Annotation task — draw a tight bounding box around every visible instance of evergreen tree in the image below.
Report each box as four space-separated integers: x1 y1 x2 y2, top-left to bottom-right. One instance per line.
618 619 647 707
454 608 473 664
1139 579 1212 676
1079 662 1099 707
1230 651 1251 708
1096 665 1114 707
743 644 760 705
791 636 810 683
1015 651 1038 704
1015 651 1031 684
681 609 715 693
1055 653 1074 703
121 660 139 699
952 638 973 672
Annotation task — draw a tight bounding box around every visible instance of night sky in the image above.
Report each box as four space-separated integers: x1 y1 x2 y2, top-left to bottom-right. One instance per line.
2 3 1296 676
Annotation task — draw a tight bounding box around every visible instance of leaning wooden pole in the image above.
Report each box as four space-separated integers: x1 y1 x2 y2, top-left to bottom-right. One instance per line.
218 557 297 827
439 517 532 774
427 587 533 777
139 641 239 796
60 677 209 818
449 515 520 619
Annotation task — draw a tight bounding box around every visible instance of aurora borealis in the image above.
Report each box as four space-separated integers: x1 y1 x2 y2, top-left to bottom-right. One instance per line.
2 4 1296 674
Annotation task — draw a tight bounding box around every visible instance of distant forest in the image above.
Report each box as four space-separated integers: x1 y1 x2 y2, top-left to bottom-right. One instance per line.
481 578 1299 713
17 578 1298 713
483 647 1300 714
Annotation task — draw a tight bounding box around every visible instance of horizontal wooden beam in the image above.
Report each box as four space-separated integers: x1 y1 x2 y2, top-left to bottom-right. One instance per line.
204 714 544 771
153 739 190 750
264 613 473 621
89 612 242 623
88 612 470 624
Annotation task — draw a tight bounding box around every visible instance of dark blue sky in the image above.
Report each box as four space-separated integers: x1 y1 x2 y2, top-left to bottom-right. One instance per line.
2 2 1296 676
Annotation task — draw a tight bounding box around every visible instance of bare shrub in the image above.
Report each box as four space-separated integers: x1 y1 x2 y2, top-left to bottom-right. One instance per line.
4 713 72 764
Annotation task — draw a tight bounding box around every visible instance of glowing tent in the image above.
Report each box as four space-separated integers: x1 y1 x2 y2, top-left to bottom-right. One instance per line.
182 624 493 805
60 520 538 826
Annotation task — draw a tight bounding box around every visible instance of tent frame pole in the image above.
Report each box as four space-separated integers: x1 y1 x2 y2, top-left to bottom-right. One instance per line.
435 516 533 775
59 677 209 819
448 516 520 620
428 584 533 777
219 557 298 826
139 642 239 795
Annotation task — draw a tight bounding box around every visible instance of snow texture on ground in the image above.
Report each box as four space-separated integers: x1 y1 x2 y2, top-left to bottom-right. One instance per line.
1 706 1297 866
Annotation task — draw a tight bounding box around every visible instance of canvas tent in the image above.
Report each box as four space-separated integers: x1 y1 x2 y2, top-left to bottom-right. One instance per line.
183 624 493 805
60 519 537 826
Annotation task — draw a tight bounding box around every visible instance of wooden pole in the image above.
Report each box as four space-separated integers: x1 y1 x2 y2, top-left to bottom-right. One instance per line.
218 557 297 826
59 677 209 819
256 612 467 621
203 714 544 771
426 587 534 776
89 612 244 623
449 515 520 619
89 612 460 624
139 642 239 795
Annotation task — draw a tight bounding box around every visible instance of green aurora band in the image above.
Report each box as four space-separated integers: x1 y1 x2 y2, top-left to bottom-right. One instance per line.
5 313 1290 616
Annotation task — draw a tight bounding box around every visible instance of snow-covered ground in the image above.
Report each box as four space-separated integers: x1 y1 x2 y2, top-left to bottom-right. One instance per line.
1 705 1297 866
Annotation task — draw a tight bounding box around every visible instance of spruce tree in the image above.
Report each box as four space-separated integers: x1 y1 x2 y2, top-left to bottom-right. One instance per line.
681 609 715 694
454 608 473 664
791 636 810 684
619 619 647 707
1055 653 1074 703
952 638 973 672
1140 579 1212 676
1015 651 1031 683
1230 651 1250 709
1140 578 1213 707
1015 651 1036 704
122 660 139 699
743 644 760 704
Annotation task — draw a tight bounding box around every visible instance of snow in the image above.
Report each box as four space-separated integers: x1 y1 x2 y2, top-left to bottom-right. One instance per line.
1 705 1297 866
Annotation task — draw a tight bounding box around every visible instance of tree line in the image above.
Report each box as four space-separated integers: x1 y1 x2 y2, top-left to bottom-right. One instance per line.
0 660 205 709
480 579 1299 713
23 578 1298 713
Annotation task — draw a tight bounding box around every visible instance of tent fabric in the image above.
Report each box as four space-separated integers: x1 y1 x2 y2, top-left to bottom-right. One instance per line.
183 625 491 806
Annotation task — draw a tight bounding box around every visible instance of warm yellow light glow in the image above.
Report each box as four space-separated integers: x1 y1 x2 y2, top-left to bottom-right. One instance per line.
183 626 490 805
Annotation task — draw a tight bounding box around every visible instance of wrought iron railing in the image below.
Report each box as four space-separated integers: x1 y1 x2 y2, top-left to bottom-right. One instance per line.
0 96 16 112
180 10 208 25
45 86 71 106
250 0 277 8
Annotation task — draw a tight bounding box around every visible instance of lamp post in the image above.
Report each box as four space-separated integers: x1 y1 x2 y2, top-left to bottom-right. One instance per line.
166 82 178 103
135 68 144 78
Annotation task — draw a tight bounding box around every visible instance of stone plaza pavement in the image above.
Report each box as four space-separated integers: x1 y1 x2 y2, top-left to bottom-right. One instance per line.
◇ ◇ ◇ ◇ ◇ ◇ ◇
Task objective: Exactly repeat the lines above, from the opening line through the one with "borealis in the image above.", and include nothing else.

Written solution:
Annotation task — draw a tight bounding box around every visible instance of evergreen tree in the image below.
Report each box as four space-separated integers: x1 y1 x2 y2, top-left to bottom-right. One instance per line.
618 619 647 707
454 608 473 664
1139 579 1212 676
1079 662 1099 707
1230 651 1251 708
1096 665 1114 707
743 644 760 705
791 636 810 683
1015 651 1038 704
1015 651 1031 684
681 609 715 693
1055 653 1074 703
121 660 139 699
952 638 973 672
Annotation task — draw a tight bounding box around every visible instance of night sky in the image above.
Report each box as four space-separated integers: x1 y1 x2 y2, top-left to bottom-right. One instance per line.
2 3 1296 676
Annotation task — draw a tight bounding box around every visible instance of leaning wooden pole in the image above.
Report each box as four space-separated integers: x1 y1 x2 y2, top-left to bottom-right. One instance per line.
218 557 297 827
439 517 532 774
427 587 533 777
139 641 239 796
60 677 209 818
449 515 520 619
Annotation task — draw a tight bounding box around every visible instance of aurora borealis in the image above.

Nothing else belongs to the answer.